-- BEGIN Items --
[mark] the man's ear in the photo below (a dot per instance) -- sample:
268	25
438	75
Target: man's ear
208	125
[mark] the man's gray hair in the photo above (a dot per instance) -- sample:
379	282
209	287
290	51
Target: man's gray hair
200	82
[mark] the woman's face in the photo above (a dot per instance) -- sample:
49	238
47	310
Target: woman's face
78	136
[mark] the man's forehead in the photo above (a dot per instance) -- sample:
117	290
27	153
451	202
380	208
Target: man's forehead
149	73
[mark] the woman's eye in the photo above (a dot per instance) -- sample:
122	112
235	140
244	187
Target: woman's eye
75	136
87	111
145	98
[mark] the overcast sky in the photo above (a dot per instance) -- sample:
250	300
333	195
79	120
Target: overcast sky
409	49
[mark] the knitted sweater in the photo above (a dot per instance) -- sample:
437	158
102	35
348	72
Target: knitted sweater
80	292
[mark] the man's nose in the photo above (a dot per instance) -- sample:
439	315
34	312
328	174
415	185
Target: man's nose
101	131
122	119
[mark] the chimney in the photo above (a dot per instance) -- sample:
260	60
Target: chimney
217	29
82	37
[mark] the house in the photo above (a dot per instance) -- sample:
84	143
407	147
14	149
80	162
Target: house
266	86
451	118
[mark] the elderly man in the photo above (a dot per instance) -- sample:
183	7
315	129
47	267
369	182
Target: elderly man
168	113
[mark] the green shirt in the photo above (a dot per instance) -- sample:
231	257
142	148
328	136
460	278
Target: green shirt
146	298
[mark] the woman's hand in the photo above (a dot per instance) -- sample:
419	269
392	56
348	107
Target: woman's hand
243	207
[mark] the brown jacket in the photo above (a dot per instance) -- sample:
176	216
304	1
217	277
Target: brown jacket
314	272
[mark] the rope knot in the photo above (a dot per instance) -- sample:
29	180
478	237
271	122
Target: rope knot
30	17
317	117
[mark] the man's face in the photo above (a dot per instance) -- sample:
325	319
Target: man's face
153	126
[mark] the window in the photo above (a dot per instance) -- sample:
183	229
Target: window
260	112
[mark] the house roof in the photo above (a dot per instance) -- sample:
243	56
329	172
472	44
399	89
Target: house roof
-- END Items --
The problem =
Copy out every line above character for character, keeping each one unchanged and in the same order.

Full answer =
[mark] the man's ear in the photo below (a dot per instance) -- sample:
268	25
438	75
Target: man's ear
208	125
[mark] the man's gray hair in the photo above (a dot per instance) -- sample:
379	282
209	287
290	51
Target: man's gray hair
200	82
[mark] the woman's face in the photo above (a dot per instance) -- sample:
49	238
47	310
Target: woman's face
78	136
[mark] the man's forehead in the photo above (a dot per instance) -- sample:
117	290
27	153
451	202
380	208
Target: man's forehead
149	73
[mark] the woman's eye in the photo above (a dot per instance) -- sample:
122	112
235	140
244	187
Target: woman's eye
75	136
87	111
145	98
[mark] the overcast sky in the photo above (a dot per instance) -- sample:
250	300
333	195
79	120
Target: overcast sky
409	49
[mark] the knitted sweater in the photo above (a dot per instance) -- sample:
437	158
102	35
348	72
Target: knitted sweater
80	292
[mark] the man's nose in the photo above (a dot per instance) -- sample:
439	315
34	312
328	174
415	185
Target: man's nose
101	131
122	119
[mark] the chimney in the photo above (a dot per instance) -- sample:
260	60
Target: chimney
217	29
82	37
[mark] the house in the photo above (a dot per instance) -- sample:
84	143
407	147
14	149
80	162
Target: house
266	86
451	118
[mark] the elderly man in the photo above (a dot per instance) -- sample:
183	7
315	129
47	267
369	182
Target: elderly man
168	113
[mark] the green shirt in the photo above (a dot per instance) -- sample:
231	257
142	148
328	136
460	278
Target: green shirt
146	298
[mark] the woman's hand in the photo above (a dot per instance) -- sample:
419	269
392	56
348	107
Target: woman's hand
243	207
[mark] the brown jacket in the photo above (a dot per instance) -- sample:
176	216
304	1
217	277
Target: brown jacket
314	272
[mark] the rope knot in the photo above (a dot per instance) -- sample:
29	180
478	237
271	122
Target: rope knot
30	17
317	117
[mark] the man's face in the photo above (a dot per instance) -- sample:
325	319
Target: man's face
153	126
[mark] the window in the photo above (a dot per instance) -- sample:
183	229
Target: window
260	112
[mark] the house roof in the photo above (a dot per instance) -- sample:
243	56
329	172
472	44
399	89
Target: house roof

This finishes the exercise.